Door Geert Wijnhoven
Ari ’t Hart (Geboren 20 oktober 1934 in Delft)
Getrouwd met Astrid.
Opleiding: Leidse Instrumentmakers School
Werkt sinds 1980 voor zichzelf, als kunstenaar en uitvinder. Nummer één in de wereld als het gaat om ontwerpen van bijzondere reels (molens voor het vliegvissen)
Volleybalde van 1950 tot 1962
Trainer van 1960 tot 1980
LOOPBAAN
Gespeeld bij:
CSVD, Delft
DES, Rijswijk
Nationale team van Nederlandse mariniers in Nieuw-Guinea
Trainer geweest bij:
Punch, Delft
Haag ’68, Den Haag
RAC, Enschede
Vredenstein, Enschede
Orion, Doetinchem
Nederlands Studenten Team
Technische Universiteit, Enschede
Nederlands Nationale Zitvolleybalteam
De Tubanten, Enschede (zitvolleybal)

- - -

Opdrachten -
A) Beantwoord met het profiel van Ari ’t Hart de volgende vragen:
(i) Welke opleiding heeft hij gevolgd?
(ii) In welke jaren volleybalde hij?
(iii) Bij welke club in Rijswijk heeft hij gespeeld?
B) Schrijf uit het profiel van Ari ’t Hart woordelijk over van "Door Geert Wijnhoven" tot "voor het vliegvissen)".

Fragment uit een dataset
- - -

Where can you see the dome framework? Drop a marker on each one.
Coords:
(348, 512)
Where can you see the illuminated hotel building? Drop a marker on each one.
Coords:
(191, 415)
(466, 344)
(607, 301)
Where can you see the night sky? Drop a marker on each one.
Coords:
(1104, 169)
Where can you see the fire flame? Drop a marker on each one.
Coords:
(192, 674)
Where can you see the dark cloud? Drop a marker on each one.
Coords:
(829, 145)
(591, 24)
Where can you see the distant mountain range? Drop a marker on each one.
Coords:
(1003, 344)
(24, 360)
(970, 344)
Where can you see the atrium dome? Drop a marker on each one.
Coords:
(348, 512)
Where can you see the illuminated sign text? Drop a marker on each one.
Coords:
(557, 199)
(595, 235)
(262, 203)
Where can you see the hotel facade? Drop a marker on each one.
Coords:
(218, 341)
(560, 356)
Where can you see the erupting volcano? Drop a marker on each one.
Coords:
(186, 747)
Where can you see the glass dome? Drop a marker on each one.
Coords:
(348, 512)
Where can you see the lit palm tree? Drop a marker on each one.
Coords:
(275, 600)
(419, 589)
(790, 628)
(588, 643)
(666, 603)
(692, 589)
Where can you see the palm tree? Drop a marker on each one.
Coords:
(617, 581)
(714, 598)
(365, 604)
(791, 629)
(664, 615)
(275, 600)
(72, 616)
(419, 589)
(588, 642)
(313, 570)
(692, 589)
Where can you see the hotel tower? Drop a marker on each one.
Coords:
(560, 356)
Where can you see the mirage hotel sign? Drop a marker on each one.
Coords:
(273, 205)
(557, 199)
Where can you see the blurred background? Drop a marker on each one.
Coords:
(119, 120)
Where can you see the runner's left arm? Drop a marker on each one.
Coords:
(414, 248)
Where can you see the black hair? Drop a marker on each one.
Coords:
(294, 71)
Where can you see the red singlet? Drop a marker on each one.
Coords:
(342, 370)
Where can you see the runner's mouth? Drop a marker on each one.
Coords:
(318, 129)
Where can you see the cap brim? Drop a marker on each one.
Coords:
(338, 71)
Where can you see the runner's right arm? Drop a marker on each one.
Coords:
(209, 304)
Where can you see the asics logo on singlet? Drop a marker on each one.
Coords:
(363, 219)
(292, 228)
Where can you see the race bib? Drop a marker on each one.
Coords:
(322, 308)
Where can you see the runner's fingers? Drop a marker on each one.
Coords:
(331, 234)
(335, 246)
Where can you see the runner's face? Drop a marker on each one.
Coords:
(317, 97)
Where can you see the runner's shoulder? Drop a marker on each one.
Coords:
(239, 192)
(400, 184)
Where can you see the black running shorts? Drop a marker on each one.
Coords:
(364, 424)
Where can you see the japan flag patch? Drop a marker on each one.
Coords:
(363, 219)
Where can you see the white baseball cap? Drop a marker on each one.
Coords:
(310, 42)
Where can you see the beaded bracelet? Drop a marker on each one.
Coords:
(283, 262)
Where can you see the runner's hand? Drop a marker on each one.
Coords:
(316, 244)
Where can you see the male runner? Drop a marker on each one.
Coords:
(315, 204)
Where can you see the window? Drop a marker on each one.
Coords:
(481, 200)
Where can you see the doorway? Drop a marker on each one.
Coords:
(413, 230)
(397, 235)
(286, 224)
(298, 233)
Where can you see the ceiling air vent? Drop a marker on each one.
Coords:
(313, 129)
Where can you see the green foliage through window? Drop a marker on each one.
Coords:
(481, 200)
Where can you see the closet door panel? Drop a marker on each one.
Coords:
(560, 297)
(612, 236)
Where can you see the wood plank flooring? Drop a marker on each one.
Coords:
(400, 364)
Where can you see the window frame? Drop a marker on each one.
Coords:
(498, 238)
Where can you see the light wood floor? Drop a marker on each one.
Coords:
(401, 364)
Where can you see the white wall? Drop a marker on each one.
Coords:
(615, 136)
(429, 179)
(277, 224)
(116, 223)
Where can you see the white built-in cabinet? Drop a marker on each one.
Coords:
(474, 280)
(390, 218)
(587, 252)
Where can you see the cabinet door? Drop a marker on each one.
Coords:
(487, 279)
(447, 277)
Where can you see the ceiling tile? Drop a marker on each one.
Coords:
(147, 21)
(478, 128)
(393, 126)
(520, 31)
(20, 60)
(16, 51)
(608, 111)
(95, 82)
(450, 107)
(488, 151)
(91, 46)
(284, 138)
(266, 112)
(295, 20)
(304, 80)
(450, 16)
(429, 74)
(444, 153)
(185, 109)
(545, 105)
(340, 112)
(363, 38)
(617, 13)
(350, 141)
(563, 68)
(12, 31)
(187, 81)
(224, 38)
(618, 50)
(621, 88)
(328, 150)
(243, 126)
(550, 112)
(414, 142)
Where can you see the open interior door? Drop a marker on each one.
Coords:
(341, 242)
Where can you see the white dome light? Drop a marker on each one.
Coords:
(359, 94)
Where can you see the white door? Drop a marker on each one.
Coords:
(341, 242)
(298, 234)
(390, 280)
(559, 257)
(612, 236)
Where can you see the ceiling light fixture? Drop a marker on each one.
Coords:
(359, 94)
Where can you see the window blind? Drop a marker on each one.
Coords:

- - -

Gegeven antwoorden -
A)
(i) De Leidse Instrumentmakers School.
(ii) Van 1950 tot 1962.
(iii) Bij DES.

B)
Door Geert Wijnhoven
Ari ’t Hart (Geboren 20 oktober 1934 in Delft)
Getrouwd met Astrid.
Opleiding: Leidse Instrumentmakers School
Werkt sinds 1980 voor zichzelf, als kunstenaar en uitvinder. Nummer één in de wereld als het gaat om ontwerpen van bijzondere reels (molens voor het vliegvissen)